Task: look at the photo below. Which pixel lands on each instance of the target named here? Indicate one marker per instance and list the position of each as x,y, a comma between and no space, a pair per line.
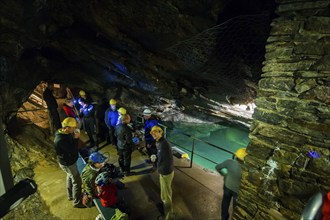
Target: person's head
240,154
97,160
146,113
103,178
82,101
156,132
112,103
122,111
69,124
69,102
125,119
82,93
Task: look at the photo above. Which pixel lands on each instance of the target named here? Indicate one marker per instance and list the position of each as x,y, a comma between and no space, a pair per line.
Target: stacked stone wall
292,118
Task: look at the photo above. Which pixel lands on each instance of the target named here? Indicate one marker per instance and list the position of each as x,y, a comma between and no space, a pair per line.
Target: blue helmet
97,157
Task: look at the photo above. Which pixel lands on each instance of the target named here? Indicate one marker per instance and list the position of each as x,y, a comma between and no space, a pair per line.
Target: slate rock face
292,117
101,45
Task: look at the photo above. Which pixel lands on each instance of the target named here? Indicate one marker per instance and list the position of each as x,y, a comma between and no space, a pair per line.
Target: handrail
213,145
193,146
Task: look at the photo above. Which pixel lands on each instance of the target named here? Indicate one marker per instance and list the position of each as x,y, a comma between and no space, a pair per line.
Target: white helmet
102,179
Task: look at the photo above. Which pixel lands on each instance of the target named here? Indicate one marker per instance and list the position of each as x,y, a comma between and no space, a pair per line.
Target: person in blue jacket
150,121
87,113
111,118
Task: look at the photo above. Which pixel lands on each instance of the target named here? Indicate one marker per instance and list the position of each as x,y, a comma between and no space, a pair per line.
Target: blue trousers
227,195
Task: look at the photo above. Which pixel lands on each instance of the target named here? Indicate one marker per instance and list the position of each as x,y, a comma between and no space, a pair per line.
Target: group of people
81,189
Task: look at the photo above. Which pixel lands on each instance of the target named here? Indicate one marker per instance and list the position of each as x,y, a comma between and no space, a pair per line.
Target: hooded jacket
66,148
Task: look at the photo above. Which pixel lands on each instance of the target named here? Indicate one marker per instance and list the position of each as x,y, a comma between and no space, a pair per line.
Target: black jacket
66,148
164,156
124,137
49,99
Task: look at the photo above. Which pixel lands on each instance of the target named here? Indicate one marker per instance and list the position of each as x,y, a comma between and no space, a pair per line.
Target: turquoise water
229,138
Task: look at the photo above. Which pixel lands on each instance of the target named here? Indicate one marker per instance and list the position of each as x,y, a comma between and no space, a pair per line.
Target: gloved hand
224,171
153,158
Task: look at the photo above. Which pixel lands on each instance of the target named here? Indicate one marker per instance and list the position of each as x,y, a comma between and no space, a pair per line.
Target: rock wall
292,118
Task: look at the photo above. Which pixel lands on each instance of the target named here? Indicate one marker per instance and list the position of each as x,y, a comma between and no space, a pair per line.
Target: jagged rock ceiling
162,48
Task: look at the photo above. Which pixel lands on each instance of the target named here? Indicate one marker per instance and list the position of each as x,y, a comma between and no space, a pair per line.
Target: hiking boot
129,173
79,206
99,217
148,161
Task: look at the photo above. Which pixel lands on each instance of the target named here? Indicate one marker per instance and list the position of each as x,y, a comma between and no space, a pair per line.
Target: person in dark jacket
165,169
111,118
54,117
87,113
66,146
232,172
124,145
95,162
68,108
150,121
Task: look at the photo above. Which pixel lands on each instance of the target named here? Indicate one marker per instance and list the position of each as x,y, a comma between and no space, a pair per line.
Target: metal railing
192,151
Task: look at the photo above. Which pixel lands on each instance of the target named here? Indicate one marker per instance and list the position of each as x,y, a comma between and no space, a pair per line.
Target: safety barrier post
192,153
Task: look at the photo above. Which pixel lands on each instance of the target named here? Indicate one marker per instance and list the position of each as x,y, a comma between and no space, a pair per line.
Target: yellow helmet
241,153
122,110
82,93
69,122
112,101
156,128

==================================================

#### What this task involves
Set aside the pictures. Then return every line of the material above verbatim.

#### Written answer
Task: look at the photo below. Which pixel lands on each instance of the target named here? Indicate one marker per instance and list the position of each as x,y, a comma between and no space, a pair per line.
Target: person's head
240,154
97,160
146,113
103,178
82,101
156,132
112,103
122,111
69,124
69,102
125,119
82,93
Task: look at the photo above. Which pixel lands on each instance of the target named here? Indicate one marker per instance and list the position of each as x,y, a comma between and no space, a pair per line.
Target: stacked stone wall
292,118
Task: look at the photo above. Which pixel lands on each instance of the target named here? Indicate one marker per instance and list the position of each as x,y, a comma between and no space, a pair per line.
Target: blue helmet
97,157
Task: look at the photo above. Which pixel lands on each instance of the target named here? Indicate one marker per instance and list the position of each as x,y, a comma between and no space, a pair per line.
Target: slate rock face
292,117
101,45
Task: look at the photo above. Which pixel lands on each instance of the target named here? Indicate one marker per instance and list the position of each as x,y, a comma between and no space, a pair per line.
Target: handrail
213,145
193,146
Task: look at the photo above. Which pixel lands on each instance of the target named here? Indicate one marker per instance and list the position of each as x,y, a comma between and no space, a pair per line.
Target: white helmet
102,179
Task: look at the photo above. Which pixel lands on each instance of the target named here? Indicate one marker per instance and list the position of each as x,y, a comma between and no space, a pair per line.
Target: person in blue jacket
150,121
87,113
111,118
Task: look at the photo above. Which pixel lands on each instance of the target named here? Indicate one marker per instance and list the position of each as x,y, a comma between and no space, a pair per line.
Target: blue trousers
227,195
Task: look at the photo above. Which pixel lands on each instance of the target named here? Indicate one marker per instance and list the position of each as x,y, a comma between and no space, a pair per line.
Target: group of people
81,189
Task: look at the photo above. Which pixel lands on each instance of the target named here? Indicate one marker per instance and list the position of each as x,y, a comma between and no space, a pair per line.
Target: hooded jacket
66,148
Task: look at the photo above. Which pixel lands on each instance of the target named here? Indicate one marker per instance and list the position of each as x,y, a comma between and no space, a pair per line.
Target: black jacket
66,148
164,156
124,137
49,99
Task: look at the photo above. Which pixel lands on each instance of the target named here? Indicate one marker per instance and list the position of each as x,y, a comma between and no space, a pair per line.
Target: turquoise water
229,138
Task: look at the photo above. Which pixel lands on each instance of the target named here? Indicate one marker per instance and list the position of each as x,y, a comma between and no space, a pair per line.
Target: gloved hand
224,171
153,158
Task: look at the photo above. Which pixel lands on each instance of the target named here? Indicate one marker per instance and list the position of each as x,y, a comma between and no space, a pair per line.
Target: rock wall
292,118
Task: look at the photo above. Which pixel lands on each instance of the target named here? Indicate one marker per instance and list the position of each as x,y, a comma between and no space, a pair per line.
Target: jagged rock ceiling
162,48
Task: look at the photo above. Which pixel lands on each instance of the target named here? Indicate one marker per instance and list the position of each as x,y, a comma between and no space, a pair per line.
Target: hiking boot
129,173
79,206
99,217
148,161
Task: look at the photo above. Which pixel lands on each instance of the target named here? Indicate one marker per instance and list the position of each as x,y, a comma between and no space, a pair per line.
Target: person in dark jacket
165,169
111,118
54,117
87,113
66,146
232,172
124,145
95,162
68,108
150,121
Task: look at the photo above. Which pixel lands on each instance of the target named here? Indicate one marker per instance and list the position of each as x,y, a comma between and no space, a pair per line.
Target: metal railing
192,151
Task: look at the photo above. Which pixel lands on each instance of the target named here? Indicate one marker per instance and list the position of each as x,y, a comma between and no space, a pair per line.
Target: safety barrier post
192,153
Task: look at the photo above. Which pixel lands on each instance of the target named here? Indicate one marker per instance and list the position of each as x,y, a comma between and no space, a pair per line.
Target: yellow helmet
241,153
122,110
82,93
69,122
112,101
156,128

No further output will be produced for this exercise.